The empirical correlation proposed by Moridis and Collett (2003) is used for calculating dissociation pressure of methane hydrates based on experimental data and a linear interpolation technique is used to calculate the aqueous phase density and viscosity at prevailing temperature using the water data published by Perry (1997). Compressibility factors and enthalpies of the free-gas phase are calculated using the Peng–Robinson equation of state (Peng and Robinson 1976). The Lee et al. (1966) correlation is used to determine the free-gas phase viscosity. Peaceman’s wellbore model is used in this work for the representation of wellbore fluid withdrawal (Peaceman 1983).

Numerical representation and validation

As explained in detail in Silpngarmlert et al. (2012), the Newton–Raphson method is used for the linearization of the fully implicit governing equations. All the parameters are updated at every iteration. The Generalized Minimal Residual Method (GMRES) is used for the solution of the resulting simultaneous system of algebraic equations. The class 1 hydrate reservoir structure presented by Burshears et al. (1986) was used in this work as a reference system for validation purposes (Silpngarmlert et al. 2012). This base or reference system has a 50-ft-thick Hydrate Bearing Layer (HBL) in the upper part and 50-ft-thick free gas and water zone underneath the HBL, as indicated in Fig. 1. There are about 45-ft-thick shale layers above the HBL and below the free-gas zone. The pressure at the bottom of the HBL is about 3,000 psia. Reservoir properties are summarized in Table 1. This reservoir pressure is quite high but it is not unfeasible. According to the geological data of gas hydrate deposit in TigerShark area in the Gulf of Mexico (Boswell et al. 2009), the average reservoir pressure is above 4,500 psia (approximated from hydrostatic pressure). For the discretized model, a 3D (x,y,z) representation is implemented using gridblock sizes of 100 ft × 100 ft × 10 ft. For the particular case of this reference case the number of equations that needs to be solved at each iteration is about 15,500 equations for a drainage area of 73.38 acres. Hydrostatic and geothermal gradient values are used to estimate PT conditions of each grid block in each zone (hydrate and free-gas zones). Simulation runs of each zone are performed separately to estimate initial conditions in each zone. The temperature at the top boundary of the top shale is adjusted to match the heat flux at the bottom of this zone to that of the top layer of the free-gas zone. After that, the two parts are combined and then a simulation run of the combined model is performed (without production) to obtain the initial conditions of the entire reservoir. There is no gas–water contact in the free-gas zone. Details about the validation of the proposed model using the described reference case are found in Silpngarmlert et al. (2012).

☆ ☆ ☆ ☆

Exercises to complete:
(a) Duplicate the part of the hydrate reservoir simulation text from "The empirical correlation" up to and including "withdrawal (Peaceman 1983).".
(b) Pick up the hydrate reservoir simulation text after its final sentence and continue writing it.
The data after this point has no connection to the hydrate reservoir simulation text.

Data block:
☆ ☆ ☆ ☆

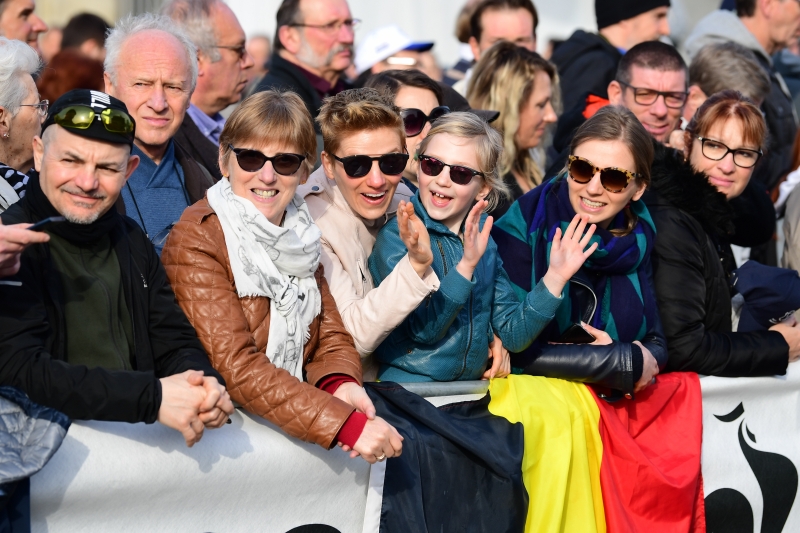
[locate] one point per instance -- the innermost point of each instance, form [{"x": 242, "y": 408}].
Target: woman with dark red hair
[{"x": 693, "y": 261}]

☆ ☆ ☆ ☆

Solved tasks:
(a)
The empirical correlation proposed by Moridis and Collett (2003) is used for calculating dissociation pressure of methane hydrates based on experimental data and a linear interpolation technique is used to calculate the aqueous phase density and viscosity at prevailing temperature using the water data published by Perry (1997). Compressibility factors and enthalpies of the free-gas phase are calculated using the Peng–Robinson equation of state (Peng and Robinson 1976). The Lee et al. (1966) correlation is used to determine the free-gas phase viscosity. Peaceman’s wellbore model is used in this work for the representation of wellbore fluid withdrawal (Peaceman 1983).

(b)
Fig. 1
figure 1

Structure of the reference methane hydrate reservoir used in this study

Table 1 Reservoir properties and correlation parameters used in this study

Simulation study

In the present study, the effects of some production parameters on gas production performance are examined. The reservoir properties and all parameter values used in this study are summarized in Table 1. The model implements parameter switching method to handle phase change in each grid block in the system. The unknowns in each grid blocks are determined from the phase presented in the grid blocks. Table 2 summarizes the unknowns for each expected phase combinations in this simulation study. In order to explore maximum production capacity of a given well, production wells in all simulation cases are operated with constant bottom-hole pressure (BHP) at 14.7 psia. Note that the 14.7 psia case shows the maximum production that could be expected. However, comparison of cumulative gas and productions at 14.7 and 500 psia of one simulation case was provided (Fig. 14).

Table 2 Set of unknowns for each expected phase combination

Study of production characteristics

Production characteristics of a class 1 methane hydrate reservoir are compared with the production characteristics of a conventional gas reservoir. The main objective of this simulation study is to compare the production characteristics between conventional gas and gas-hydrate reservoirs. Figure 2 shows the structures of the two reservoirs used in this simulation study. The purposes of this simulation study are to compare the production characteristics of the two systems and to determine whether a presence of gas-hydrate cap on top of a conventional gas reservoir can significantly increase gas productivity. There are 45-ft-thick shale layers at the top and bottom of the reservoir in both cases. The reservoir properties of the two systems are summarized in Table 3. The production wells of the two reservoirs are completed just in the middle of the free gas-zone, and they are operated with a constant BHP at 14.7 psia. The lengths of the well completion in both cases are 10 ft (Table 4).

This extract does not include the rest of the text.